**EXERCISE REQUIREMENTS**
Please give back, word for word, only the lines starting at the one containing "# indicate every instance of the stone" and ending at the one containing "# indicate every instance of the white baseboard" within the material below.

────────────────

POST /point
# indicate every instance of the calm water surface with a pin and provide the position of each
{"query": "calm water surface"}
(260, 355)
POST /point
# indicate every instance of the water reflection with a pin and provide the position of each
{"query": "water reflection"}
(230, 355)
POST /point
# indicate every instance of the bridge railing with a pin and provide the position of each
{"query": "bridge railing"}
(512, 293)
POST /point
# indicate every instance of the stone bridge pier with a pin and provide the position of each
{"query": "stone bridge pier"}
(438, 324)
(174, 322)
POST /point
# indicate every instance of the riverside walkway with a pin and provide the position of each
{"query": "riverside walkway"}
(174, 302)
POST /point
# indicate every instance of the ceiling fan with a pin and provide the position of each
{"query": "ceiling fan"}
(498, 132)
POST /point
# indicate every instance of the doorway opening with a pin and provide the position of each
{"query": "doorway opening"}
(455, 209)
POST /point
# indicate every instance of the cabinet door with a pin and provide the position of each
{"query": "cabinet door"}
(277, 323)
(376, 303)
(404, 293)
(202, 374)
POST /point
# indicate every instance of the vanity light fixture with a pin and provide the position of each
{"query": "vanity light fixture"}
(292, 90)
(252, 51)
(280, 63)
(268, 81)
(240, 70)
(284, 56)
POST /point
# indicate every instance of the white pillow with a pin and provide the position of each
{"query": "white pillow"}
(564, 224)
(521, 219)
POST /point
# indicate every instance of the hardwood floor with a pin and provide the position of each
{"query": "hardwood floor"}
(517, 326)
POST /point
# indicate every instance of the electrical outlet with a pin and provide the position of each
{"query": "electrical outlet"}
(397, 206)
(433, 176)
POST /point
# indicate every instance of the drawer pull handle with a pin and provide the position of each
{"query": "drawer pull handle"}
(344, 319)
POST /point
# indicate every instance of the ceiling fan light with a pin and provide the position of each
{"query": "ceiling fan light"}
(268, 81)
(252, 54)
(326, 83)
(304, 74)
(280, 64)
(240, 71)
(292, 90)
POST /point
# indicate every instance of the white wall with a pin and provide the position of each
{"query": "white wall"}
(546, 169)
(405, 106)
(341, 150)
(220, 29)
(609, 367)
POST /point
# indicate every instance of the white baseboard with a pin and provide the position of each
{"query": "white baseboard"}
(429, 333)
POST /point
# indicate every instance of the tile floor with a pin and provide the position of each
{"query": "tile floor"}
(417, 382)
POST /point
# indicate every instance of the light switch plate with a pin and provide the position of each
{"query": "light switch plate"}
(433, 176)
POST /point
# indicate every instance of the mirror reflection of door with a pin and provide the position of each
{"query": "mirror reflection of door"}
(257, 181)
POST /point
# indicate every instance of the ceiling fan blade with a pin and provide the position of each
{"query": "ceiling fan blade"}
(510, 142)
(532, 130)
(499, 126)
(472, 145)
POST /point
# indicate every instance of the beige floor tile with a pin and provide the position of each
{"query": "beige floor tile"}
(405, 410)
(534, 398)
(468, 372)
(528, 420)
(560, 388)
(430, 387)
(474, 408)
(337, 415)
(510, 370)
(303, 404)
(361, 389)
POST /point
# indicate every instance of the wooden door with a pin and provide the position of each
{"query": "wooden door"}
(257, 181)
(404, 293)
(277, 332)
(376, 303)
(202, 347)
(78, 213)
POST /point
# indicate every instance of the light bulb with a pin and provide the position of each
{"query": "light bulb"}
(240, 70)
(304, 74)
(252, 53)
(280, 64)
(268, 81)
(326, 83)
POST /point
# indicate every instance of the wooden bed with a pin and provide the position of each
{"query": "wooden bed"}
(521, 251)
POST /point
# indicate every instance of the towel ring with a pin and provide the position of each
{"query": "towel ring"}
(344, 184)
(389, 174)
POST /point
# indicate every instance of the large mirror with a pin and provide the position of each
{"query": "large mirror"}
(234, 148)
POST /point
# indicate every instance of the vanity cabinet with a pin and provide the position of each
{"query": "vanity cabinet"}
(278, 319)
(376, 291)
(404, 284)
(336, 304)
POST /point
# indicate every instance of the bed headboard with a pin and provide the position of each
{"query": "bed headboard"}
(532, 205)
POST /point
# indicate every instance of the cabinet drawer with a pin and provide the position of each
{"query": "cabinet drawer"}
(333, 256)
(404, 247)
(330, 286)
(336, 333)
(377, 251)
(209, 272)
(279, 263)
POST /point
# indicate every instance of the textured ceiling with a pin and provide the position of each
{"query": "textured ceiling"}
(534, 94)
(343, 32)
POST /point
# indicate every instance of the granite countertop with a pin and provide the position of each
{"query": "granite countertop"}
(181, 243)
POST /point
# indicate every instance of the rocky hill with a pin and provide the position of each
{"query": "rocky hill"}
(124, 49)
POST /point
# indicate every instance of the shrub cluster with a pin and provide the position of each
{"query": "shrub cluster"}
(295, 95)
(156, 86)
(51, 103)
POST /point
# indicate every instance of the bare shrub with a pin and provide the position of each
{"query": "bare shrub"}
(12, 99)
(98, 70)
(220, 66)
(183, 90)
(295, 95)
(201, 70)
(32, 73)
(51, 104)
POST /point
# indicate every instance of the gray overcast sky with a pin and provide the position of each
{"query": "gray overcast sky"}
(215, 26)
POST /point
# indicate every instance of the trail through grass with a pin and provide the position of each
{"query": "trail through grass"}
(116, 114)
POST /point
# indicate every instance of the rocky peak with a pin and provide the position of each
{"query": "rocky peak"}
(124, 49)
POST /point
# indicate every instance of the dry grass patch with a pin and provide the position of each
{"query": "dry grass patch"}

────────────────

**TASK SOLUTION**
# indicate every instance of the stone bridge pier with a pin and provide the position of each
{"query": "stone bridge pier"}
(438, 324)
(174, 322)
POST /point
# indicate every instance of the riverside walkway with a pin and provide the position of each
{"query": "riverside walkway"}
(174, 302)
POST /point
# indicate every instance of the ceiling fan with a pin and provide the position of each
{"query": "ceiling fan"}
(498, 132)
POST /point
# indicate every instance of the doorway opening with a pin and provide the position of each
{"query": "doorway opening"}
(455, 209)
POST /point
# indicate every instance of the cabinet door with a pin and provide the position of each
{"query": "cabinet door"}
(277, 323)
(376, 303)
(404, 293)
(202, 374)
POST /point
# indicate every instance of the vanity light fixture with a pin and provide the position of each
{"query": "vanity light fixture"}
(292, 90)
(252, 51)
(280, 63)
(268, 81)
(240, 70)
(284, 56)
POST /point
# indicate every instance of the white pillow with a pin and provide the position of each
{"query": "white pillow"}
(564, 224)
(521, 219)
POST /point
# indicate every instance of the hardwood floor with a pin and provide the position of each
{"query": "hardwood floor"}
(517, 326)
POST /point
# indicate every instance of the electrical outlet with a pin and provide the position of each
{"query": "electrical outlet"}
(397, 206)
(433, 176)
POST /point
# indicate every instance of the drawer pull handle with a pin and provide the position of each
{"query": "drawer pull handle"}
(344, 319)
POST /point
# indicate every instance of the ceiling fan light with a pin and provide the position of each
{"query": "ceiling fan light"}
(268, 81)
(252, 54)
(326, 83)
(304, 74)
(280, 64)
(240, 71)
(292, 90)
POST /point
# indicate every instance of the white wall with a pin and provide the position of each
{"query": "white wall"}
(546, 169)
(405, 106)
(341, 150)
(220, 29)
(609, 367)
POST /point
# indicate every instance of the white baseboard with a pin and provide the position of each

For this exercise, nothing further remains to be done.